* _Problem statement_: Write out the stretch of records from the line containing "Confirm that each instance of the jockey's" through the line containing "pixel 376 72" again, substituting "red helmet" for every "yellow helmet" and leaving everything else the same.
━━━━━━━━━━━━━━━━━━━━━━━━━━━━━━
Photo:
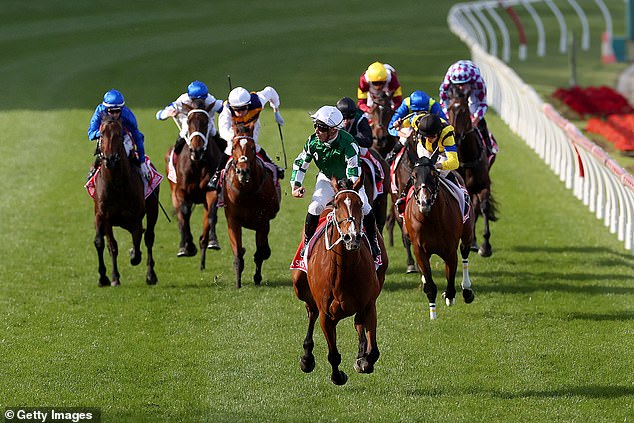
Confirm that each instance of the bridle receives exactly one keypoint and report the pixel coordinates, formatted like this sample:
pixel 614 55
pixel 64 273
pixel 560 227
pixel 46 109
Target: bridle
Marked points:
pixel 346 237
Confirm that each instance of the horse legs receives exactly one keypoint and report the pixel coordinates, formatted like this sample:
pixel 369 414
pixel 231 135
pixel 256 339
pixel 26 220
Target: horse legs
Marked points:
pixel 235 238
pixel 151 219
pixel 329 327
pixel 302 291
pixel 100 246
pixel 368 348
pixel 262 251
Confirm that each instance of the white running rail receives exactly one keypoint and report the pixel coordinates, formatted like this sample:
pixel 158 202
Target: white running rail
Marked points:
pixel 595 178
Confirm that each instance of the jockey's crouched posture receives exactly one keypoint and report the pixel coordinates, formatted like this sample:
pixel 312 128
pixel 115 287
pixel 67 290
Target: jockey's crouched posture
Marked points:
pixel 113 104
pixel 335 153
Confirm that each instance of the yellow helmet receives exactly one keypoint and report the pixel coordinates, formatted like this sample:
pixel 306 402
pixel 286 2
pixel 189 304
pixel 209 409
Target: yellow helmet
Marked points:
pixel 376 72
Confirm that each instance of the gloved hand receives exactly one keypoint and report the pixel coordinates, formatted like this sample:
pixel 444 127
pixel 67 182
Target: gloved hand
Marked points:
━━━━━━━━━━━━━━━━━━━━━━━━━━━━━━
* _Response to the exercise_:
Confirm that each instance of the jockey's crouched posture receives exactly one keypoint and report the pixel coordinates, formatted like this sample:
pixel 312 128
pixel 115 287
pixel 67 290
Target: jockey's crouched posture
Marked points:
pixel 113 104
pixel 335 153
Confirm that each instance of the red helmet receives exactly one keypoint and report the pixel coordinates, formatted like this sample:
pixel 306 402
pixel 286 2
pixel 189 304
pixel 209 409
Target: red helmet
Marked points:
pixel 376 72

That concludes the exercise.